## TASK TO COMPLETE
In the listing below, the lines starting at the line with "the white basketball" and ending at the line with "of the basketball" are to be output verbatim. Images stay out of the copy.

## RECORDS TO PROCESS
◆ ◆ ◆ ◆
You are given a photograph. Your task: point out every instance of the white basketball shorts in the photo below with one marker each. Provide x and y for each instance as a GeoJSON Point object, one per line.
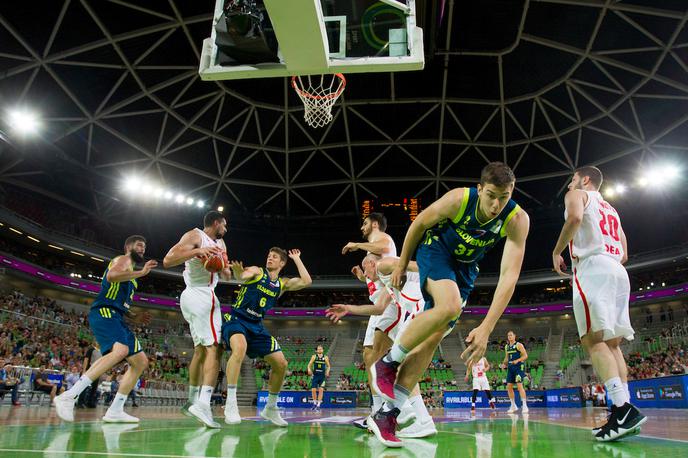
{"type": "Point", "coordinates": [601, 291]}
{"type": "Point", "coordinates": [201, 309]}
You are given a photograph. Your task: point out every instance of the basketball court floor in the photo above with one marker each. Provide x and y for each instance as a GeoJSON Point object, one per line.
◆ ◆ ◆ ◆
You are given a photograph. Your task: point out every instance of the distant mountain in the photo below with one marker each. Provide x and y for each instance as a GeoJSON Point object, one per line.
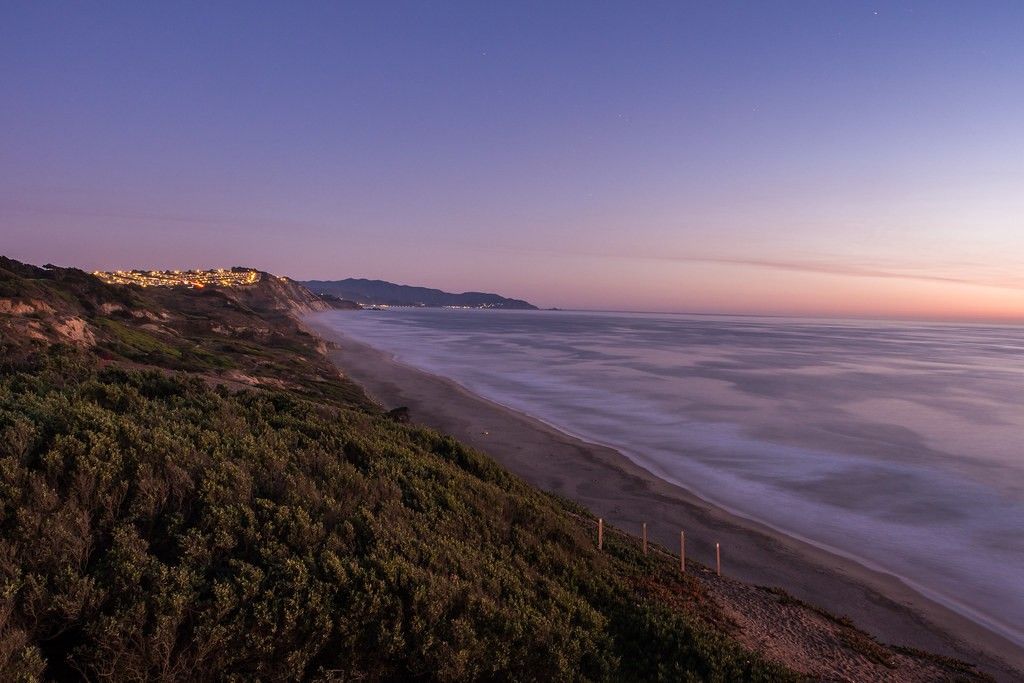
◆ ◆ ◆ ◆
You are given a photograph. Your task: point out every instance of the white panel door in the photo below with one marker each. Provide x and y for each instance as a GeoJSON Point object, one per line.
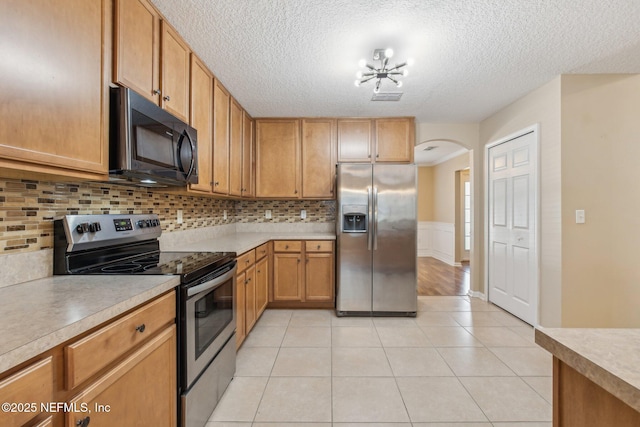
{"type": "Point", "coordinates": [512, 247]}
◆ ◆ ◆ ◆
## ANSWER SECTION
You are given a photograph. Your task: point out every instance of the white basketball shorts in the photo below with one marker each. Provide x and y for each instance as a GeoJSON Point object, one per line.
{"type": "Point", "coordinates": [601, 291]}
{"type": "Point", "coordinates": [201, 309]}
You are given a photograph. Your task: point out every instance of the basketball court floor in the photo above with one marker each. Provide x and y for each instance as a GeoJSON Point object, one per line.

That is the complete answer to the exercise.